# What to work on
From the listing below, collect every line that contains the word "black" and copy each one out in full.

==== Excerpted records

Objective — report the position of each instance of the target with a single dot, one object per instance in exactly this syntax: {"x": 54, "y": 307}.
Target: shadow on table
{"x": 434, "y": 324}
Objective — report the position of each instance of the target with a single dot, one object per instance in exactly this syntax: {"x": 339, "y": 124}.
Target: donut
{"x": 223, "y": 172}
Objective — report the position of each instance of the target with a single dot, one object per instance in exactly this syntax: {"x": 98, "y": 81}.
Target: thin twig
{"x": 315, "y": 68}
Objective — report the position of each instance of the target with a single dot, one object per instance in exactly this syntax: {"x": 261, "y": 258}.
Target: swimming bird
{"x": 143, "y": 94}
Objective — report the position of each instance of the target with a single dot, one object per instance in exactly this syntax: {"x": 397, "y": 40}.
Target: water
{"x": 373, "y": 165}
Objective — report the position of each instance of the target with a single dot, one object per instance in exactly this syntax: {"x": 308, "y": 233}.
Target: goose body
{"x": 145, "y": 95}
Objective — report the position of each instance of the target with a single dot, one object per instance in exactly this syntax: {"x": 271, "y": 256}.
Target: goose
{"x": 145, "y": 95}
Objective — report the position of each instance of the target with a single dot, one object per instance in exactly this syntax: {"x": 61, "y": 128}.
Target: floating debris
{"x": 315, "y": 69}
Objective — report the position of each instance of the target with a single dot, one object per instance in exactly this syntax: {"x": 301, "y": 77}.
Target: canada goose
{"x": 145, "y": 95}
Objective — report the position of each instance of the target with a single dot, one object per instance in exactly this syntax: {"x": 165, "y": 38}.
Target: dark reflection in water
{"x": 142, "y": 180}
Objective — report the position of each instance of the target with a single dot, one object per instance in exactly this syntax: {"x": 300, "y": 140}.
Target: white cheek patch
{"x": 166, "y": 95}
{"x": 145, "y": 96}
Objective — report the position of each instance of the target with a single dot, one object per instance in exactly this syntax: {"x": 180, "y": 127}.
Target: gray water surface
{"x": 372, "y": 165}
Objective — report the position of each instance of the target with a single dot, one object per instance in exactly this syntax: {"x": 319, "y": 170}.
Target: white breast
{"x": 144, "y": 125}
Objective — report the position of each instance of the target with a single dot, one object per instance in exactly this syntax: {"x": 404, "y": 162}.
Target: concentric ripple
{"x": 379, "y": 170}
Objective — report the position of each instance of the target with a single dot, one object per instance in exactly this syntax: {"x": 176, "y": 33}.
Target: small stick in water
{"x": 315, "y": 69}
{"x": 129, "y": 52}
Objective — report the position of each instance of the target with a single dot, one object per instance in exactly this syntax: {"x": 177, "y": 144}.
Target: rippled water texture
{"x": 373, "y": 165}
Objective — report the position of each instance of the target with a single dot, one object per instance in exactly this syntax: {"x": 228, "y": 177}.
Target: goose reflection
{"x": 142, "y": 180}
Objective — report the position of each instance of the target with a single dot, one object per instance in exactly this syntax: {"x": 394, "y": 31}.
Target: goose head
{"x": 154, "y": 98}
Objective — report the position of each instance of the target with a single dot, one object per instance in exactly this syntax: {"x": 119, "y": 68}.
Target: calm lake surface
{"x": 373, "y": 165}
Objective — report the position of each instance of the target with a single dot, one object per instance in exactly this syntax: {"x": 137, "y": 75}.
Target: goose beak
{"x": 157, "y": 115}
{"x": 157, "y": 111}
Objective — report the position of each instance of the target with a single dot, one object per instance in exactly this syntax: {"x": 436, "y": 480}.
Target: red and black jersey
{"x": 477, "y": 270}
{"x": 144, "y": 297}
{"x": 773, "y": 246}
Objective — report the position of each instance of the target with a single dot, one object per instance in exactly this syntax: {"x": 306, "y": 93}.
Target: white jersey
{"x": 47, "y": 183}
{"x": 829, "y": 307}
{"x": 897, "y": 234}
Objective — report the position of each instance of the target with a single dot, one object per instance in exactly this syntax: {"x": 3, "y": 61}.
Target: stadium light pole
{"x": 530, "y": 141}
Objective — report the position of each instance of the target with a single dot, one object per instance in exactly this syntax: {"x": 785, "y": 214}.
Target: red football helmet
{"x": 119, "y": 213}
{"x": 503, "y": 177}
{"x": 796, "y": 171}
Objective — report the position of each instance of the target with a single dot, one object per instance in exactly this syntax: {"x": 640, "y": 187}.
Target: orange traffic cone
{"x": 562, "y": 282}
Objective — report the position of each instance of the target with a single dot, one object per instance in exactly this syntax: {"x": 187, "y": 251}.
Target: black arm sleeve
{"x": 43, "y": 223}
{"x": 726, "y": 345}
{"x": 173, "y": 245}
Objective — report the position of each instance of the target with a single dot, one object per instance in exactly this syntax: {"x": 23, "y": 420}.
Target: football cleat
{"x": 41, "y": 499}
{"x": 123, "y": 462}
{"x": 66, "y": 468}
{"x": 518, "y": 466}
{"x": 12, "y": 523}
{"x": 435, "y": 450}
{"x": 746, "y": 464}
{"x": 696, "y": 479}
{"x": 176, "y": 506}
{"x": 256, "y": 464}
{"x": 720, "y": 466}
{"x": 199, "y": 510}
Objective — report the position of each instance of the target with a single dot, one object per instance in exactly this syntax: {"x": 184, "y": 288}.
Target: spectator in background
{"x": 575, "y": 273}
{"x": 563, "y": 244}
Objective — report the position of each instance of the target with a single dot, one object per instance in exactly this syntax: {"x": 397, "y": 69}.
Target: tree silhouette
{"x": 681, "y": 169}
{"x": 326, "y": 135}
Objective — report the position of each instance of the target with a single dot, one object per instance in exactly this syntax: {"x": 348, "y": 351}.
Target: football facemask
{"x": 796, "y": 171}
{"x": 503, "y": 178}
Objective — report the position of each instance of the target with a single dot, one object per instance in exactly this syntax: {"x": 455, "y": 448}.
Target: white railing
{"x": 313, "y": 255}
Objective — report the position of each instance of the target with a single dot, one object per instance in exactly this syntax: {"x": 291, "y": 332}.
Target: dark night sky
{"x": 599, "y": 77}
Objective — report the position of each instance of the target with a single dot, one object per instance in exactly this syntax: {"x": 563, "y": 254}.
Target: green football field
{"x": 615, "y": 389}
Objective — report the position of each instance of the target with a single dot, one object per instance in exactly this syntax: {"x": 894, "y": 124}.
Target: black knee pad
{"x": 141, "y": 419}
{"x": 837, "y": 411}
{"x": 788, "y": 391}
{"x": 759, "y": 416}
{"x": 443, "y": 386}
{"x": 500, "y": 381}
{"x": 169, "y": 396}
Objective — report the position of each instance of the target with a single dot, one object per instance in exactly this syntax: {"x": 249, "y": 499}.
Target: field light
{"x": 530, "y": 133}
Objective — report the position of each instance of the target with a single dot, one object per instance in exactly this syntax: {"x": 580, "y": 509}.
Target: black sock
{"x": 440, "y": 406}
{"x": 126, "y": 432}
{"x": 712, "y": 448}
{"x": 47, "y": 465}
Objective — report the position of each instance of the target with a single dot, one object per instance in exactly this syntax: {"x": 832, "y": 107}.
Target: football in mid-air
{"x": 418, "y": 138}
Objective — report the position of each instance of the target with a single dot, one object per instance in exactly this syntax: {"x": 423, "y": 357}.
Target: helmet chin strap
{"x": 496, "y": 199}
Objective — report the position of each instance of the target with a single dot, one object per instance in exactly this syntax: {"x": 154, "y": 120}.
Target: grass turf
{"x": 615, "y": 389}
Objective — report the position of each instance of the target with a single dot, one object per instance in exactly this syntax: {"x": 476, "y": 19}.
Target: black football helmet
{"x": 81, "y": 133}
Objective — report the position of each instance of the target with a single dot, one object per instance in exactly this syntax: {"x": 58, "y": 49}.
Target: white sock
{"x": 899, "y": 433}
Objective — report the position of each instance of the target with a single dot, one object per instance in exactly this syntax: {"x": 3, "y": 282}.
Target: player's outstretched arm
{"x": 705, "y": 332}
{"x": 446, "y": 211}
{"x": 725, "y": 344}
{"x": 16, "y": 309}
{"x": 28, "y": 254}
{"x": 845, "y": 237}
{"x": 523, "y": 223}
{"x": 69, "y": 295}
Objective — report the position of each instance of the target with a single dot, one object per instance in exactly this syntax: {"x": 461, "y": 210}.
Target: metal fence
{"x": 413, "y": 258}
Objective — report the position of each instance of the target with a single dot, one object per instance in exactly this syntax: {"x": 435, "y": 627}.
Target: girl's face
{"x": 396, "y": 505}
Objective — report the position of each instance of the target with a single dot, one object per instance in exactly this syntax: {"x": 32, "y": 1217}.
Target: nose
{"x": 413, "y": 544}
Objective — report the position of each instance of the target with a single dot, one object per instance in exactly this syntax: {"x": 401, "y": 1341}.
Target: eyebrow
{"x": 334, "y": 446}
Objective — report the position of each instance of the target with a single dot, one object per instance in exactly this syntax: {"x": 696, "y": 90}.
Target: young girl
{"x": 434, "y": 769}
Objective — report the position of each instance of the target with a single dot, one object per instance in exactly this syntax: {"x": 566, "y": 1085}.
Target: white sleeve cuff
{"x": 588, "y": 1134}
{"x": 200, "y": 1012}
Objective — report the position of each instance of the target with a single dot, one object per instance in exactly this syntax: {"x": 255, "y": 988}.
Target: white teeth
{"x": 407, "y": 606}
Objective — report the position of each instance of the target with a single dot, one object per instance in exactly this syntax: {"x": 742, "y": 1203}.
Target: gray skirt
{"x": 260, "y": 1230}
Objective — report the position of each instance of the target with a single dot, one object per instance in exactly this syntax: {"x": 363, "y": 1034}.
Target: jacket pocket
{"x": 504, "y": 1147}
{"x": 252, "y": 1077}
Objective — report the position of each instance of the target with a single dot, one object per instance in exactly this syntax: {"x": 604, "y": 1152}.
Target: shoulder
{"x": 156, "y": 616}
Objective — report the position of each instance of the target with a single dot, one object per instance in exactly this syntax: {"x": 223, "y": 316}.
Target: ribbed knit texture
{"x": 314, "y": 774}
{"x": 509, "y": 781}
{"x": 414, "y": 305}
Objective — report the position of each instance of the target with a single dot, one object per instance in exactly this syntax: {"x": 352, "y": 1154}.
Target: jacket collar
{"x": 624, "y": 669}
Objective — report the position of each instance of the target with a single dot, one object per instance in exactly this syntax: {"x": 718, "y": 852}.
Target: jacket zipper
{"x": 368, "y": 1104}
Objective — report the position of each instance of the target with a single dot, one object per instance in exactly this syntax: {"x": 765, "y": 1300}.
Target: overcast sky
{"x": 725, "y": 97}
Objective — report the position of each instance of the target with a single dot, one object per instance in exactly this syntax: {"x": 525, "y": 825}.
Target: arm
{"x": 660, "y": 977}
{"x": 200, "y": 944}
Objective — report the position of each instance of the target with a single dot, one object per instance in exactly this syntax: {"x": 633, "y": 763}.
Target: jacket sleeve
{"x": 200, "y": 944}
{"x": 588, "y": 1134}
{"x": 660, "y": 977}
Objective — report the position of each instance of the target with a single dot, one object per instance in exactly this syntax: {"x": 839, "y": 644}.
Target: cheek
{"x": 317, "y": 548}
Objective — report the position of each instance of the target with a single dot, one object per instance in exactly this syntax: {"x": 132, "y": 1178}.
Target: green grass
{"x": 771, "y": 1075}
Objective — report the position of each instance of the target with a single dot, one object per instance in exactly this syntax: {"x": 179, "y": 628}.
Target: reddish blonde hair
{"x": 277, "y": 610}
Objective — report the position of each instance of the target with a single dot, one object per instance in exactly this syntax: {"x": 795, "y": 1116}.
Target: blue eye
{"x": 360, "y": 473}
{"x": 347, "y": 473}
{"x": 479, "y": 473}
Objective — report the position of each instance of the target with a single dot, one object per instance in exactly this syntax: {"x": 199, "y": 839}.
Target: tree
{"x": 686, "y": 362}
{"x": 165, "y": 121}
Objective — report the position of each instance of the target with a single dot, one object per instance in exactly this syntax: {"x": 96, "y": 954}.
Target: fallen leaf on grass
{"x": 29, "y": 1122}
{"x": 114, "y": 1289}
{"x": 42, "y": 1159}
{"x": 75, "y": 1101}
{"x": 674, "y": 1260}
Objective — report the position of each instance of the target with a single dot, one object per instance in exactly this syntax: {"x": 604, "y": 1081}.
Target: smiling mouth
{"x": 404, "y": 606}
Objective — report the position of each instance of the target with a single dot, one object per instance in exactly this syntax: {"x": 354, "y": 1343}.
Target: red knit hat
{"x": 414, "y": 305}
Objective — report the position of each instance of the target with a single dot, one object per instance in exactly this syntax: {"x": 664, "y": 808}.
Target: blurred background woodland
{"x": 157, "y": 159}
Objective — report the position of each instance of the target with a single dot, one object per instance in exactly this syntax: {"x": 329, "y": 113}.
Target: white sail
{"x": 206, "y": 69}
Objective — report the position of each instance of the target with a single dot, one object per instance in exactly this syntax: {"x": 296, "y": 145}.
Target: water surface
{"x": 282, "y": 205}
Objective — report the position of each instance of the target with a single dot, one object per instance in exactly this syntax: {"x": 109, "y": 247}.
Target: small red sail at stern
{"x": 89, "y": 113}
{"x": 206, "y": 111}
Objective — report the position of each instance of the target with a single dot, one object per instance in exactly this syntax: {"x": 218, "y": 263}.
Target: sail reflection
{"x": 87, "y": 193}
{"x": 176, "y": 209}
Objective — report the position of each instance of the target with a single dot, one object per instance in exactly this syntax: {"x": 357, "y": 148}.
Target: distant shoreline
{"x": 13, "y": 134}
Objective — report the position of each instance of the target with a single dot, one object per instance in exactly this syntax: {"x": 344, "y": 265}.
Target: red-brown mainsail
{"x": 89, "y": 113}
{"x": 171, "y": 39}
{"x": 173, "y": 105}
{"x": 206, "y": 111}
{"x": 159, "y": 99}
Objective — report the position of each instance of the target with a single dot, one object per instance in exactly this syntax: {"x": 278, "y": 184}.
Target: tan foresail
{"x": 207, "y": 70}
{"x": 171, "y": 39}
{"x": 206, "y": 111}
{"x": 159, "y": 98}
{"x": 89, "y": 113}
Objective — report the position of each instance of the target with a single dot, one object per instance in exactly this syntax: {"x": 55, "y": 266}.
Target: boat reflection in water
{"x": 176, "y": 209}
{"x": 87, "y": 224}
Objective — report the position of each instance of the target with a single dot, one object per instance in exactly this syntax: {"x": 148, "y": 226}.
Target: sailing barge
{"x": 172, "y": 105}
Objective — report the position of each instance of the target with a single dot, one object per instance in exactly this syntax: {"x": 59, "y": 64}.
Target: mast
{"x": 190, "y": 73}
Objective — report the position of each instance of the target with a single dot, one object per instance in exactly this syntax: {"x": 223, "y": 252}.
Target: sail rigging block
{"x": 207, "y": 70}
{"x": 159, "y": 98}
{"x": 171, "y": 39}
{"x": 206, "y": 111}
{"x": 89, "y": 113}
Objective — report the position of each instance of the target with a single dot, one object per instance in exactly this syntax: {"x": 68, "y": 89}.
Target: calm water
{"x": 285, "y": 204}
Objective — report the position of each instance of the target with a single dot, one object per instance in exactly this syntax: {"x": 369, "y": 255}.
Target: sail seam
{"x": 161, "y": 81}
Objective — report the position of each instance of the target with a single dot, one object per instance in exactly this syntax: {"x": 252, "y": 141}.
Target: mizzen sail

========

# Expected output
Target: red and black jersey
Target: black arm sleeve
Target: black knee pad
Target: black sock
Target: black football helmet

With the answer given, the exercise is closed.